------ SUPPLIED INFORMATION
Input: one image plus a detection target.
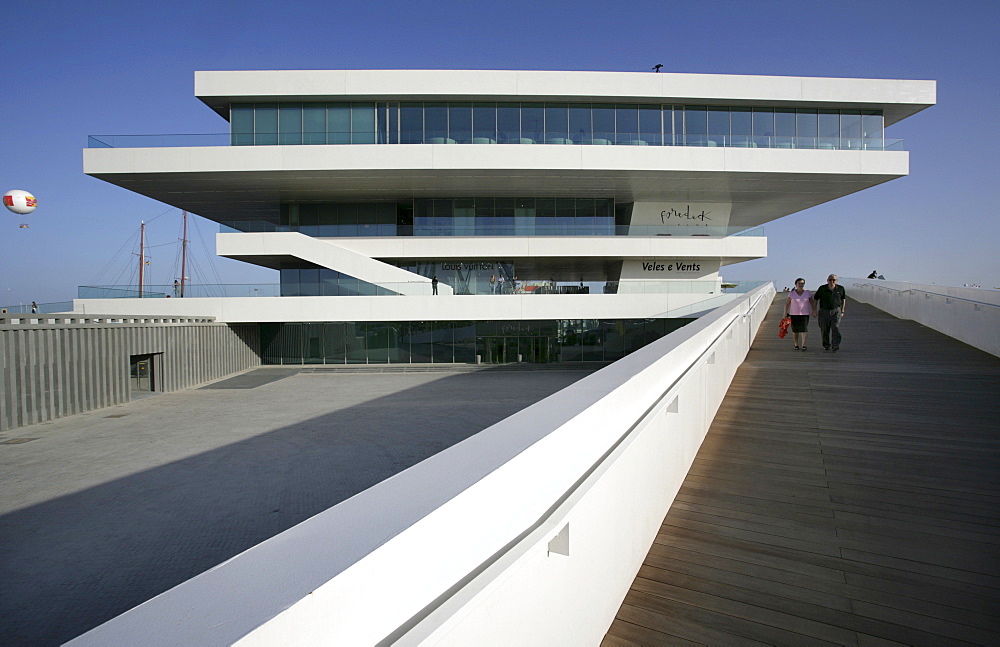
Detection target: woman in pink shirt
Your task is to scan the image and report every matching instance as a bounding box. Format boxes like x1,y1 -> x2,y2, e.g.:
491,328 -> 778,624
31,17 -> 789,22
785,279 -> 816,350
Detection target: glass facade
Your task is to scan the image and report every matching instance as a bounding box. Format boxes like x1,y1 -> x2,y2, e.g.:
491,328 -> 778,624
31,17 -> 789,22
230,101 -> 885,150
260,319 -> 693,364
270,198 -> 620,238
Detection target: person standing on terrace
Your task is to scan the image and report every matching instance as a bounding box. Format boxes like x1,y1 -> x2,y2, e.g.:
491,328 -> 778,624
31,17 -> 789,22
785,278 -> 816,350
813,274 -> 847,352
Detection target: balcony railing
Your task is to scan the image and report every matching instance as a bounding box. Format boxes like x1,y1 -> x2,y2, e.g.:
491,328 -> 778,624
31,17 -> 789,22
78,279 -> 765,298
87,132 -> 906,151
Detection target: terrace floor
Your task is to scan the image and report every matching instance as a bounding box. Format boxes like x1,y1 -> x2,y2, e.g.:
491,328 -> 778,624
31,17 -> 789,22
603,293 -> 1000,647
0,363 -> 600,647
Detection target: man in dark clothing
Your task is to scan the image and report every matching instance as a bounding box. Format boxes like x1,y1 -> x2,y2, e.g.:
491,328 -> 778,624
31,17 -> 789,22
813,274 -> 847,352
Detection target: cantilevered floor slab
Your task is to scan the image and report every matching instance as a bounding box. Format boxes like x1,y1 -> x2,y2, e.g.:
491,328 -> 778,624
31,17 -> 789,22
603,302 -> 1000,647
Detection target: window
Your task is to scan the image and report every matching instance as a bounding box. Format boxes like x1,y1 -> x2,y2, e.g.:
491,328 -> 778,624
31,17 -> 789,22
230,101 -> 885,150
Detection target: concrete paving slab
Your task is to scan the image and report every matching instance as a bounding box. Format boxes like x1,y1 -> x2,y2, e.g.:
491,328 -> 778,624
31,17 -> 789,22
0,367 -> 594,645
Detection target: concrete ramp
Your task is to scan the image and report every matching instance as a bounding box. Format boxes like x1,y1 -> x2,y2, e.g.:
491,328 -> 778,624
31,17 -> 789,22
221,232 -> 454,296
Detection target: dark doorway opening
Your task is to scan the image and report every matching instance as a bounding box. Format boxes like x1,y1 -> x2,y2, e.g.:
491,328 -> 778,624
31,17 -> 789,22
128,353 -> 160,392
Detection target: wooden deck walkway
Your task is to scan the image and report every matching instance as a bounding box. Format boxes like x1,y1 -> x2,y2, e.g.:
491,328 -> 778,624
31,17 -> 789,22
602,298 -> 1000,647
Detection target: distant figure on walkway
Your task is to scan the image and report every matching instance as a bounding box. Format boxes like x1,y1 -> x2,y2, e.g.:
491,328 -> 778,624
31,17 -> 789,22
813,274 -> 847,352
785,278 -> 816,350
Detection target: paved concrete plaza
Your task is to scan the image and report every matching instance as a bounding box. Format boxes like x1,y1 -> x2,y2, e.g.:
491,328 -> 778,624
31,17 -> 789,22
0,366 -> 594,645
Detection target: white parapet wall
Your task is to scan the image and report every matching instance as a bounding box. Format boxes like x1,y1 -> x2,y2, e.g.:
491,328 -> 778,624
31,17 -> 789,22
841,278 -> 1000,357
69,284 -> 774,647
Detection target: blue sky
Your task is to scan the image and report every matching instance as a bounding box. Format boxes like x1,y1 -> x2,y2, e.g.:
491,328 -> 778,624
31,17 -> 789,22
0,0 -> 1000,304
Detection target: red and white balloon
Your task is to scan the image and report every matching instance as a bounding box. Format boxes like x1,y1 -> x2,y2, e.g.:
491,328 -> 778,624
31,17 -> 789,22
3,189 -> 38,216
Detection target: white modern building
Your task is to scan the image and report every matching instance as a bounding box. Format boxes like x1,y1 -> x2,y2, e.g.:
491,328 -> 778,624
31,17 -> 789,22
82,70 -> 935,363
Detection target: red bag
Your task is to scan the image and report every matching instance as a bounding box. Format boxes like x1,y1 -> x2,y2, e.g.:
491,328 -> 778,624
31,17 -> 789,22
778,317 -> 792,339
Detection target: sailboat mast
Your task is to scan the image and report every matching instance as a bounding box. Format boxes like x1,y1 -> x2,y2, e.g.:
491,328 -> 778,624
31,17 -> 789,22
139,220 -> 146,299
181,211 -> 187,298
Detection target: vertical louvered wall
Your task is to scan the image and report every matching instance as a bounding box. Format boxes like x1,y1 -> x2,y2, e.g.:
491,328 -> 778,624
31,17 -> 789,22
0,323 -> 260,431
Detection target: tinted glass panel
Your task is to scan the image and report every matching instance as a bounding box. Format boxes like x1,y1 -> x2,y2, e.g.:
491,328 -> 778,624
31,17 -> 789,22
569,105 -> 593,144
472,103 -> 497,144
351,103 -> 375,144
615,104 -> 639,144
424,103 -> 448,144
708,106 -> 729,146
639,106 -> 663,146
840,110 -> 861,148
302,103 -> 326,144
861,111 -> 883,150
326,103 -> 351,144
254,103 -> 278,146
399,103 -> 424,144
521,103 -> 545,144
545,103 -> 569,144
497,103 -> 521,144
229,103 -> 254,146
684,106 -> 708,146
448,103 -> 472,144
278,103 -> 302,145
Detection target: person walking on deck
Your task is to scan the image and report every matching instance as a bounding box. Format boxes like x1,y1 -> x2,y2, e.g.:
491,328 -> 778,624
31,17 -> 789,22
785,278 -> 816,350
813,274 -> 847,352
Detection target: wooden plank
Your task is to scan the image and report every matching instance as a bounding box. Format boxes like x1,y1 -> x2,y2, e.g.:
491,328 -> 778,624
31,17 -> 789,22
608,297 -> 1000,647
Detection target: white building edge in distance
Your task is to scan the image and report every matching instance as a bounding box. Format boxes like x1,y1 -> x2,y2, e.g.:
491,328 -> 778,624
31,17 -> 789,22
75,70 -> 936,363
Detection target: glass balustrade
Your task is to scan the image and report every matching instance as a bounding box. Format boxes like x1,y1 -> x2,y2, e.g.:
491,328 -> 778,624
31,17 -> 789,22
78,278 -> 765,298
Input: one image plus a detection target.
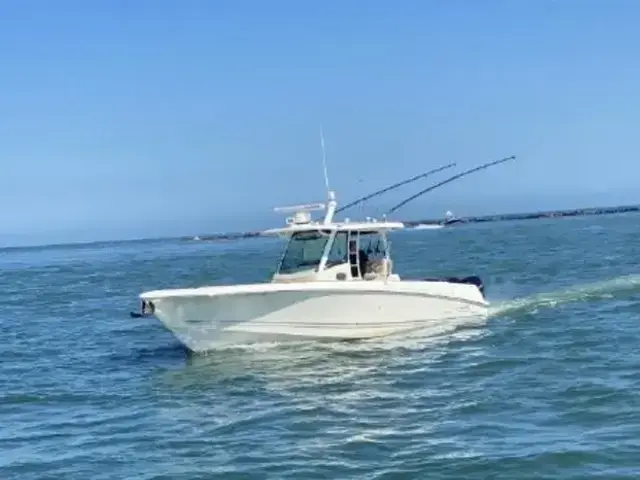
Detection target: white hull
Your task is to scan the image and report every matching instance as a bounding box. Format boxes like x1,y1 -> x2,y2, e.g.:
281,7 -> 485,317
141,281 -> 488,352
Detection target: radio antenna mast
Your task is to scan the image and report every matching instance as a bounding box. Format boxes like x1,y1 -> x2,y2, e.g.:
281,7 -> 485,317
320,125 -> 331,194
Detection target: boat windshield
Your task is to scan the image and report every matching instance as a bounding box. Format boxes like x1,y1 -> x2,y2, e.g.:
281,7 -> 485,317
278,230 -> 330,274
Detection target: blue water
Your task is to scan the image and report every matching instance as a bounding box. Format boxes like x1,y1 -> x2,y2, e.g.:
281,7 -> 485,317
0,215 -> 640,480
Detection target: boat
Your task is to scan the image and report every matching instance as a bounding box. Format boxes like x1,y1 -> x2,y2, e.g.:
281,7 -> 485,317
134,192 -> 488,352
131,150 -> 514,352
413,223 -> 444,230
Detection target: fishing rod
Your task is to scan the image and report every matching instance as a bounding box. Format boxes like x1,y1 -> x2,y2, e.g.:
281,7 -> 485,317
336,163 -> 456,213
387,155 -> 516,214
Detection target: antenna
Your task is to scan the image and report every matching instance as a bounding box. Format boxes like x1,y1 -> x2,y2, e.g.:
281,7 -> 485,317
336,163 -> 456,213
388,155 -> 516,213
320,125 -> 331,193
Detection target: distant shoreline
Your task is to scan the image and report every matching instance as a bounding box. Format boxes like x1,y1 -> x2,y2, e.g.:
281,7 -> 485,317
0,205 -> 640,250
185,205 -> 640,241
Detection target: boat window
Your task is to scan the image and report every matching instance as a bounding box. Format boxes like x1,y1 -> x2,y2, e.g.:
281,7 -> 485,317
278,230 -> 330,274
325,232 -> 348,268
360,232 -> 387,260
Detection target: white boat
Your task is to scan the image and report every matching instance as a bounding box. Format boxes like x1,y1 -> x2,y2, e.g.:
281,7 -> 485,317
136,192 -> 488,352
413,223 -> 444,230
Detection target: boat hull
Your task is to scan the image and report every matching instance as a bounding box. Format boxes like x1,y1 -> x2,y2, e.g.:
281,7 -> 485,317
141,281 -> 487,352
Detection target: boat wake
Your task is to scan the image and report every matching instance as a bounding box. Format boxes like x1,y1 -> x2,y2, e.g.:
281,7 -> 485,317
489,274 -> 640,317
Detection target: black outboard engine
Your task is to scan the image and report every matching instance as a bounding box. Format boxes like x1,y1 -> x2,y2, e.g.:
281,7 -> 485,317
455,275 -> 484,297
425,275 -> 484,297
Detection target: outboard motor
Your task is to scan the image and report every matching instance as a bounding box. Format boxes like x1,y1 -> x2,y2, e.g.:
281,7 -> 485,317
445,275 -> 484,297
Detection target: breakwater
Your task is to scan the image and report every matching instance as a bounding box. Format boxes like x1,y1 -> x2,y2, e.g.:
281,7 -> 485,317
182,205 -> 640,241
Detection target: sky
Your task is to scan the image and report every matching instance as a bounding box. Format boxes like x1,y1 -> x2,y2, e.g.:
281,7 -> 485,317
0,0 -> 640,243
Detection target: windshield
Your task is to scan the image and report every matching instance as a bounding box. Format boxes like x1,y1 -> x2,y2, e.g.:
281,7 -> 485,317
278,231 -> 329,273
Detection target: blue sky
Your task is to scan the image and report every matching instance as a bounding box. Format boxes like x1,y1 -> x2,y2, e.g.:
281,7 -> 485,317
0,0 -> 640,242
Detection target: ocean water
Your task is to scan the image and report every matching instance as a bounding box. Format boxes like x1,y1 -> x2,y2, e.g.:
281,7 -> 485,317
0,215 -> 640,480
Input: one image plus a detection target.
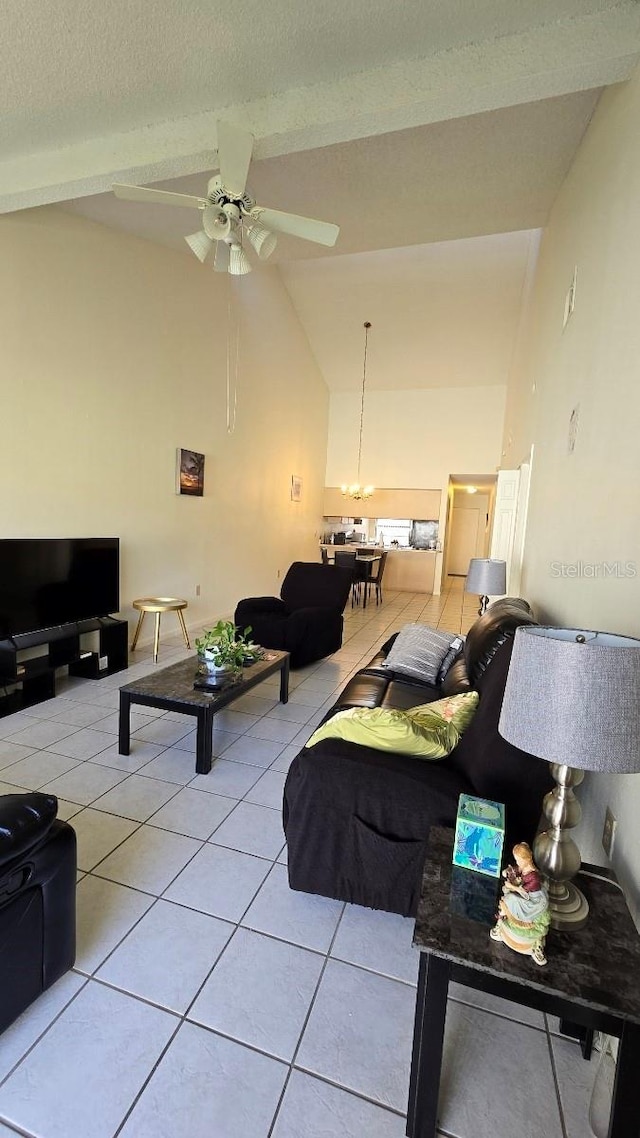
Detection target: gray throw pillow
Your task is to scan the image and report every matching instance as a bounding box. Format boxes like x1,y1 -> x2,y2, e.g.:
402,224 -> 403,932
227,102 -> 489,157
385,625 -> 459,687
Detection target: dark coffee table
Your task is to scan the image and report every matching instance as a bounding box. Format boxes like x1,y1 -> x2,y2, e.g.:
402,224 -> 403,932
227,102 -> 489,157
407,826 -> 640,1138
118,649 -> 289,775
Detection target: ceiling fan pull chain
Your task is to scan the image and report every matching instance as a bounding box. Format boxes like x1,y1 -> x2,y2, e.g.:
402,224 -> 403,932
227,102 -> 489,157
227,282 -> 240,435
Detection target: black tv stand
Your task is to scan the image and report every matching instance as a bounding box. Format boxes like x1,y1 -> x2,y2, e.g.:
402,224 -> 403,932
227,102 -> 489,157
0,617 -> 129,717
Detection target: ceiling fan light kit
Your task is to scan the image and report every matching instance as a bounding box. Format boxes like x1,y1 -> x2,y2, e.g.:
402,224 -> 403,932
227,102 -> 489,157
248,224 -> 278,261
184,230 -> 214,262
113,122 -> 339,277
229,242 -> 252,277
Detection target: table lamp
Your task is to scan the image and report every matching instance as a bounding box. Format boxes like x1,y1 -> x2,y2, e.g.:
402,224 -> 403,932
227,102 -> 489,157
465,558 -> 507,617
498,625 -> 640,931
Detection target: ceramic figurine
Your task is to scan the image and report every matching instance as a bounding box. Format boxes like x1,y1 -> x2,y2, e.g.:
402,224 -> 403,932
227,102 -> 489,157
489,842 -> 551,964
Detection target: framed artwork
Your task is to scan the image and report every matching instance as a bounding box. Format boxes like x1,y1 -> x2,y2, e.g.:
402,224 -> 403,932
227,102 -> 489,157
175,446 -> 205,497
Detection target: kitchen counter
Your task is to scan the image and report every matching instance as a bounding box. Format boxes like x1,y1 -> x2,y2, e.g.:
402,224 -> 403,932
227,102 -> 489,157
322,542 -> 437,593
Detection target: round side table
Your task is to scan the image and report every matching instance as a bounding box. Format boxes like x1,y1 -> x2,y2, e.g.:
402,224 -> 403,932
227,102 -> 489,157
131,596 -> 191,663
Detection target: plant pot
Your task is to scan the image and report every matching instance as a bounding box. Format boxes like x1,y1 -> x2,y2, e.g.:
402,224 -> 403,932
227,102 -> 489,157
199,652 -> 232,677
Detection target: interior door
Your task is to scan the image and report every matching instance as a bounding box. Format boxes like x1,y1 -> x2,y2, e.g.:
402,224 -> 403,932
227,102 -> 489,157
448,506 -> 485,577
490,467 -> 521,596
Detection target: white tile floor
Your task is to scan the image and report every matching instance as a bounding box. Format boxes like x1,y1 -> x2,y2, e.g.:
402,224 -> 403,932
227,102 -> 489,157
0,580 -> 597,1138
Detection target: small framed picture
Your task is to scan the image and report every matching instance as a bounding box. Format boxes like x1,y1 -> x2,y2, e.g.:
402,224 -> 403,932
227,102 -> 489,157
175,446 -> 205,497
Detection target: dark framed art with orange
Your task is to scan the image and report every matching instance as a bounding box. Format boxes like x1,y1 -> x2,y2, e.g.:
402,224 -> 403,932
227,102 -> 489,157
175,446 -> 205,497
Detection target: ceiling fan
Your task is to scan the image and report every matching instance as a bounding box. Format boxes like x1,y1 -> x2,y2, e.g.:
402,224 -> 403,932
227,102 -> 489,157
113,122 -> 339,277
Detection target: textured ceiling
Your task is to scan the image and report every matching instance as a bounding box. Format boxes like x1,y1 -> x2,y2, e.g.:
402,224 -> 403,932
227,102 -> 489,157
0,0 -> 640,212
0,0 -> 618,157
0,0 -> 640,390
59,91 -> 598,261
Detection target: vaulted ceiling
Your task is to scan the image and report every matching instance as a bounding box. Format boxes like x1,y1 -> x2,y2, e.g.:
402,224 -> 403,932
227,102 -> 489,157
0,0 -> 640,389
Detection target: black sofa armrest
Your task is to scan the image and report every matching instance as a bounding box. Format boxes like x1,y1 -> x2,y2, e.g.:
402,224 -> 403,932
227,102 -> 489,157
0,792 -> 58,866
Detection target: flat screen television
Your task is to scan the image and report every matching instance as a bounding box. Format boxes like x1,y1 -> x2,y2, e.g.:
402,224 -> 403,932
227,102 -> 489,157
0,537 -> 120,640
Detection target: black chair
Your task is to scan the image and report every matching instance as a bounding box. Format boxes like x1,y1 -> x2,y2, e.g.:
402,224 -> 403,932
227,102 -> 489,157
334,550 -> 355,572
233,561 -> 353,668
0,793 -> 76,1032
334,550 -> 359,609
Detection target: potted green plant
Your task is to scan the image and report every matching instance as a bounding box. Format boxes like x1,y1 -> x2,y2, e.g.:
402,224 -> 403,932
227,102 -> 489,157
196,620 -> 259,674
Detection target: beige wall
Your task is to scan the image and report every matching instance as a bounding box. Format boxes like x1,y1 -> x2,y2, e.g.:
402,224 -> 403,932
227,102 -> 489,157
0,207 -> 328,646
503,73 -> 640,913
326,386 -> 507,489
326,385 -> 507,594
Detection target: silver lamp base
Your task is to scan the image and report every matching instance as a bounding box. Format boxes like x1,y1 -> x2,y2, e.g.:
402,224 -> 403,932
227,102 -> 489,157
533,762 -> 589,932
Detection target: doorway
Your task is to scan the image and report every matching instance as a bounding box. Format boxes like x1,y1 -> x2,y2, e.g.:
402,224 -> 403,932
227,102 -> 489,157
445,475 -> 495,577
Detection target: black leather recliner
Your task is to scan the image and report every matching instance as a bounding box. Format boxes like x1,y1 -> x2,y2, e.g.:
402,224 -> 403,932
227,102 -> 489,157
0,793 -> 77,1032
233,561 -> 353,668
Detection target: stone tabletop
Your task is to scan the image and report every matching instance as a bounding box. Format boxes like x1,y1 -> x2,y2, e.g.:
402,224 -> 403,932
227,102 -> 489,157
120,649 -> 287,707
413,826 -> 640,1023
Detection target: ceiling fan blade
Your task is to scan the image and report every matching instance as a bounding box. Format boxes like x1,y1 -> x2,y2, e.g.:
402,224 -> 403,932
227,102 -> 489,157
213,241 -> 229,273
218,119 -> 253,198
113,182 -> 207,209
249,206 -> 340,245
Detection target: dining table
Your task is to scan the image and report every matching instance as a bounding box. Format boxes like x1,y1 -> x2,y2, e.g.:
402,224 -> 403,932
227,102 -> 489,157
328,550 -> 383,610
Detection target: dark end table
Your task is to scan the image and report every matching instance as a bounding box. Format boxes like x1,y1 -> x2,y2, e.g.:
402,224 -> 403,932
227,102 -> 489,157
407,826 -> 640,1138
118,649 -> 289,775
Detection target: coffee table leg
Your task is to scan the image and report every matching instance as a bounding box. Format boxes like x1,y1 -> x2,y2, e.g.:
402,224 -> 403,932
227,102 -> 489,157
196,708 -> 213,775
407,953 -> 450,1138
117,692 -> 131,754
608,1023 -> 640,1138
280,657 -> 289,703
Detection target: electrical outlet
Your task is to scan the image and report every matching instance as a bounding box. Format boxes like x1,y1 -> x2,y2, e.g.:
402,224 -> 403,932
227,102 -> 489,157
602,807 -> 617,859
------------
**TASK DETAILS:** Render as a numbered list, omitting blank lines, the stretch of lines that opens with the line containing "Detection target: white boat" and closes with the line containing "425,275 -> 484,297", both included.

**COMPLETE RESPONSE:**
1. Detection target: white boat
2. Your task is to scan the image and report every matching instance as a bounding box. Format boxes like x1,y1 -> x2,y2, e.g.:
3. 281,7 -> 485,317
4. 136,192 -> 488,352
5. 413,223 -> 444,230
6. Detection target: boat hull
7. Your task is to scan the image and report every matching instance as a bounding box. Format boxes like x1,y1 -> x2,y2, e.g.:
8. 281,7 -> 485,317
9. 141,281 -> 487,352
10. Detection target: boat wake
11. Your task is to scan the image and report every matching instance as a bounding box. Format boxes like x1,y1 -> x2,y2, e.g.:
12. 281,7 -> 485,317
13. 489,274 -> 640,317
14. Detection target: black outboard engine
15. Your task is to scan the image and report every matching instance as a bounding box. Format boxes like x1,y1 -> x2,y2, e.g.:
16. 281,7 -> 485,317
17. 455,275 -> 484,297
18. 425,275 -> 484,297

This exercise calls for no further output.